▶ SECTION DU DOCUMENT
-=-=-=-=-

Jean-Patrick Grumberg: “Patrick Klugman aurait pu profiter de son temps de parole sur RCJ pour apporter une contribution intéressante au débat en cours”

J’ai l’impression que l’avocat Patrick Klugman a une connaissance très insuffisante d’Israël et du sionisme. 

Lorsqu’en 2013, en tant que membre de l’équipe de la mairie de Paris, il accompagne madame Hidalgo sur la tombe de Yasser Arafat, et qu’on le voit là, debout dans le mausolée du terroriste, je comprends qu’il ignorait totalement qui était cet homme qui a ordonné de tuer autant de Juifs que possible, a lancé la seconde intifada et dirigé de nombreux attentats. Il doit croire que c’était un homme de paix – aucun Juif informé ne serait entré dans le mausolée.

Il vient de faire une nouvelle fois la preuve de son manque de connaissances et de compréhension d’Israël, et a débité une suite invraisemblable de contre-vérités, d’approximations et d’erreurs lors de son intervention sur RCJ. 

Passons-les en revue – avec mes observations.

-=-=-=-=-

▶ TÂCHES À RÉALISER
1/ Reprenez mot pour mot le passage de l'extrait sur Patrick Klugman qui commence par "J’ai l’impression que" et se termine par "intervention sur RCJ.".
2/ D'après l'extrait sur Patrick Klugman, en quelle année celui-ci accompagne-t-il Mme Hidalgo sur la tombe de Yasser Arafat ?
La liste qui suit n'a aucun rôle dans ce travail.

▶ EXTRAITS DE DONNÉES
-=-=-=-=-

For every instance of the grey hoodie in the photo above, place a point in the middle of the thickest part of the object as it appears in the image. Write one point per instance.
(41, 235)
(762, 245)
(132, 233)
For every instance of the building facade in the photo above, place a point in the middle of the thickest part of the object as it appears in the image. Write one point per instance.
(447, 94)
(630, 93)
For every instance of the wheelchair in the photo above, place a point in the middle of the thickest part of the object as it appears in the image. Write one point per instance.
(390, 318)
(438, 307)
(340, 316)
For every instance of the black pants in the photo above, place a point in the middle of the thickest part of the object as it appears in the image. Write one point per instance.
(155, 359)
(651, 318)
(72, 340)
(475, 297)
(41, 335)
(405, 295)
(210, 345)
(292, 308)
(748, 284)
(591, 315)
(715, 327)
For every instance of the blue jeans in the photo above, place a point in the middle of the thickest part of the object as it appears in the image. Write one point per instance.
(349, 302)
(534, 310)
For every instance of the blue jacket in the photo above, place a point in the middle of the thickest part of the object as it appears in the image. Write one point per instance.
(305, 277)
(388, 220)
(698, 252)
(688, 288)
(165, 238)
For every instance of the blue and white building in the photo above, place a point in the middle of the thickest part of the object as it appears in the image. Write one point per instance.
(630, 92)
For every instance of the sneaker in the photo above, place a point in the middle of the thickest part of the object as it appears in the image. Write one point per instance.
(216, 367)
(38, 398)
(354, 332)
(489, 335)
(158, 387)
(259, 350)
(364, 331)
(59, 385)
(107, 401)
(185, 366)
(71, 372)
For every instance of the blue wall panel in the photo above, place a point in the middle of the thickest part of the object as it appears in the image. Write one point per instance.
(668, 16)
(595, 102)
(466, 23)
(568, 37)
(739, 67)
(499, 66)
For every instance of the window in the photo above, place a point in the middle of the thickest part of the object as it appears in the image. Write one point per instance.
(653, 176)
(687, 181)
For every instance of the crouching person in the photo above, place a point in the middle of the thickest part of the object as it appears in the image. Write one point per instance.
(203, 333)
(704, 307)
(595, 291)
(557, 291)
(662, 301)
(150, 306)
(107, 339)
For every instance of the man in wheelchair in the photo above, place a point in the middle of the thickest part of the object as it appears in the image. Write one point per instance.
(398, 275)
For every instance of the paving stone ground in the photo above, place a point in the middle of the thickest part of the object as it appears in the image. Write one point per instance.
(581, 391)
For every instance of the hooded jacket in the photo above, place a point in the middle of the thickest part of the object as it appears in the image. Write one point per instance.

-=-=-=-=-

▶ RÉPONSES ATTENDUES
1/
J’ai l’impression que l’avocat Patrick Klugman a une connaissance très insuffisante d’Israël et du sionisme. 

Lorsqu’en 2013, en tant que membre de l’équipe de la mairie de Paris, il accompagne madame Hidalgo sur la tombe de Yasser Arafat, et qu’on le voit là, debout dans le mausolée du terroriste, je comprends qu’il ignorait totalement qui était cet homme qui a ordonné de tuer autant de Juifs que possible, a lancé la seconde intifada et dirigé de nombreux attentats. Il doit croire que c’était un homme de paix – aucun Juif informé ne serait entré dans le mausolée.

Il vient de faire une nouvelle fois la preuve de son manque de connaissances et de compréhension d’Israël, et a débité une suite invraisemblable de contre-vérités, d’approximations et d’erreurs lors de son intervention sur RCJ.

2/ En 2013.